AIM OF THE TASK: Please pull out each line of the listing below that contains the string "blouse", and copy every such line in full.

[Records]
+ + + + + + +
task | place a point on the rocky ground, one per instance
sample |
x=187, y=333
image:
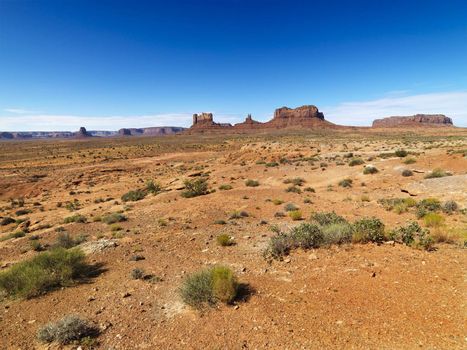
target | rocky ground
x=387, y=296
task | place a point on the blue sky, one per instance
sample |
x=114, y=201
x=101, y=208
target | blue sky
x=110, y=64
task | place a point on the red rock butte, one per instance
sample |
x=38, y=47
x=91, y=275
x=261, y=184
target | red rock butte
x=305, y=116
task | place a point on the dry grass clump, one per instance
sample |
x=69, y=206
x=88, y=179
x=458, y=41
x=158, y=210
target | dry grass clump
x=69, y=329
x=209, y=286
x=44, y=272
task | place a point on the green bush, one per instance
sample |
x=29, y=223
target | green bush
x=337, y=233
x=433, y=220
x=368, y=230
x=153, y=187
x=327, y=218
x=69, y=329
x=293, y=189
x=295, y=215
x=75, y=218
x=195, y=188
x=401, y=153
x=224, y=240
x=251, y=183
x=450, y=207
x=436, y=173
x=369, y=169
x=64, y=240
x=133, y=196
x=113, y=218
x=345, y=183
x=209, y=286
x=407, y=172
x=44, y=272
x=356, y=161
x=6, y=221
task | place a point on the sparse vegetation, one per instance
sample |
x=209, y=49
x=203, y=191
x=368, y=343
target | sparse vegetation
x=209, y=286
x=195, y=188
x=251, y=183
x=224, y=240
x=436, y=173
x=43, y=273
x=69, y=329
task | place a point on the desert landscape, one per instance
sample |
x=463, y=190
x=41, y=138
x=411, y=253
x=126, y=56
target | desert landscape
x=337, y=238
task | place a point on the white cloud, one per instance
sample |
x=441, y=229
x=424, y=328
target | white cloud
x=452, y=104
x=19, y=111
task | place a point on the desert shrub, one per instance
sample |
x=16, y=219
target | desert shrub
x=327, y=218
x=297, y=181
x=23, y=212
x=370, y=169
x=337, y=233
x=450, y=206
x=407, y=172
x=345, y=183
x=290, y=207
x=251, y=183
x=356, y=161
x=137, y=274
x=430, y=204
x=195, y=188
x=368, y=230
x=238, y=214
x=6, y=221
x=36, y=246
x=306, y=236
x=433, y=220
x=16, y=234
x=436, y=173
x=224, y=284
x=408, y=234
x=64, y=240
x=44, y=272
x=224, y=240
x=153, y=187
x=295, y=215
x=69, y=329
x=113, y=218
x=293, y=189
x=75, y=218
x=133, y=196
x=209, y=286
x=410, y=160
x=401, y=153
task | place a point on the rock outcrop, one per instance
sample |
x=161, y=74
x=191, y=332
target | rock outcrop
x=153, y=131
x=415, y=120
x=82, y=133
x=205, y=121
x=301, y=117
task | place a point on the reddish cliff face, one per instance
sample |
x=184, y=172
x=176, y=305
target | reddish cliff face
x=304, y=116
x=415, y=120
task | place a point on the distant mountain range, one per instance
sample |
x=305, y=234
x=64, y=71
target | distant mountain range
x=151, y=131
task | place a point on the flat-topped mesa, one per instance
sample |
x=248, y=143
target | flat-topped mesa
x=414, y=120
x=303, y=112
x=205, y=121
x=82, y=133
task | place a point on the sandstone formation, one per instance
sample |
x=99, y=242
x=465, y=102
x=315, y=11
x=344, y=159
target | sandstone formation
x=82, y=133
x=153, y=131
x=415, y=120
x=305, y=116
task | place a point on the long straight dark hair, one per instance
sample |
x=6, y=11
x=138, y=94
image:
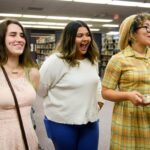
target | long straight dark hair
x=25, y=58
x=67, y=47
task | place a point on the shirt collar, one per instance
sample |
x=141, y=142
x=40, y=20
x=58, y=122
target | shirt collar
x=128, y=52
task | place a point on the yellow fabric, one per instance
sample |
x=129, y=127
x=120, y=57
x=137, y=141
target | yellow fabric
x=124, y=32
x=129, y=71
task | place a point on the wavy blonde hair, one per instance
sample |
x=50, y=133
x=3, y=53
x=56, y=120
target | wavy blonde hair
x=129, y=26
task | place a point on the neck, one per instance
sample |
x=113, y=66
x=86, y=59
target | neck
x=12, y=63
x=140, y=48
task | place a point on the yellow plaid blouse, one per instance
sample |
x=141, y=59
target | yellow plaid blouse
x=128, y=71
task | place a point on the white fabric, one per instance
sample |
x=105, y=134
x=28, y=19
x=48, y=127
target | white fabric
x=69, y=92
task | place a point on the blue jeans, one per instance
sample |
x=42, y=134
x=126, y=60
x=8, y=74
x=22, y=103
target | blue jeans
x=73, y=137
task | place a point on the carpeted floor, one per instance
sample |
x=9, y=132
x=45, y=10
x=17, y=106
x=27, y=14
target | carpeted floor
x=105, y=125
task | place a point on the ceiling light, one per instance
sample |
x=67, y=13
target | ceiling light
x=113, y=33
x=10, y=15
x=115, y=2
x=111, y=25
x=33, y=16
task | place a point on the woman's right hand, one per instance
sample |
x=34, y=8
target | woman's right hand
x=136, y=98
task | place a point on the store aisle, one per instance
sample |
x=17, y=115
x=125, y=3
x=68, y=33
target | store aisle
x=105, y=123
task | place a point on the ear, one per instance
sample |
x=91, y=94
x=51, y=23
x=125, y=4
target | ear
x=34, y=77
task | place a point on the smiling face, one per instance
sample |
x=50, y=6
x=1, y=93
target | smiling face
x=82, y=42
x=14, y=40
x=143, y=34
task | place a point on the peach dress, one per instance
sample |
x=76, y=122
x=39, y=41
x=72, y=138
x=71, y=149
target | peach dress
x=10, y=133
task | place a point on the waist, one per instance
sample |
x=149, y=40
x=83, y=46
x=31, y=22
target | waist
x=12, y=113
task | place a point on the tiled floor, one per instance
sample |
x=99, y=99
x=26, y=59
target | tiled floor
x=105, y=125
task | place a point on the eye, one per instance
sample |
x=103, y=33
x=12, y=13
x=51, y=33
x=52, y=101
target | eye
x=22, y=35
x=79, y=35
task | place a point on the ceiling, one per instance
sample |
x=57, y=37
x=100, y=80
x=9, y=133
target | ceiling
x=71, y=9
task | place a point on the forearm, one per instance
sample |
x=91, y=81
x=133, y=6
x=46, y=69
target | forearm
x=114, y=95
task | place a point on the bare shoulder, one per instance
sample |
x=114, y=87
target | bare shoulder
x=34, y=77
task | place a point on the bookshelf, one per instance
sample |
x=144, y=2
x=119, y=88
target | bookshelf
x=109, y=48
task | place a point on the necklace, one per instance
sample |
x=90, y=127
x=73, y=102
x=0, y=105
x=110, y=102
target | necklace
x=14, y=72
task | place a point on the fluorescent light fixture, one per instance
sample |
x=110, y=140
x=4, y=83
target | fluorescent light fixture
x=32, y=16
x=113, y=33
x=10, y=15
x=55, y=17
x=50, y=27
x=114, y=2
x=93, y=1
x=111, y=25
x=129, y=3
x=94, y=29
x=43, y=27
x=43, y=23
x=78, y=18
x=46, y=23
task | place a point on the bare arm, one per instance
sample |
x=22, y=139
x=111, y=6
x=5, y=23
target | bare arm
x=34, y=77
x=117, y=96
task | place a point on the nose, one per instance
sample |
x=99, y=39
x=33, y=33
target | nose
x=19, y=38
x=85, y=37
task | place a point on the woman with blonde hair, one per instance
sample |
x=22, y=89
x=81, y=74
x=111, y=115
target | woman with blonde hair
x=127, y=83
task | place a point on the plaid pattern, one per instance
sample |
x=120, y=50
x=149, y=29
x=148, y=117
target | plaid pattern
x=128, y=71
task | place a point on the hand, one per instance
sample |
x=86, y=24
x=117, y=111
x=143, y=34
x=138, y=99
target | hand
x=136, y=98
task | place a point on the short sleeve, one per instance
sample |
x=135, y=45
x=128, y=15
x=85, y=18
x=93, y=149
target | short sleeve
x=112, y=73
x=51, y=71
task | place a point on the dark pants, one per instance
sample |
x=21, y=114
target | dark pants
x=73, y=137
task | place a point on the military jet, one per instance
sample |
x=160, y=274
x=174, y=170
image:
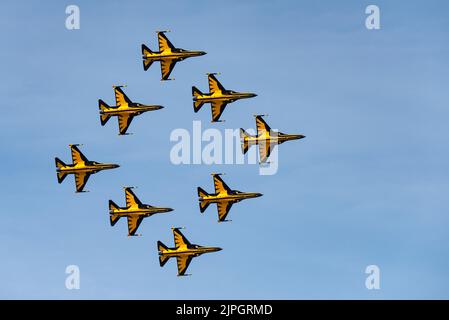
+ + + + + + +
COMPLETE RESPONSE:
task | place a point on the yellow plaid blouse, one per instance
target | yellow plaid blouse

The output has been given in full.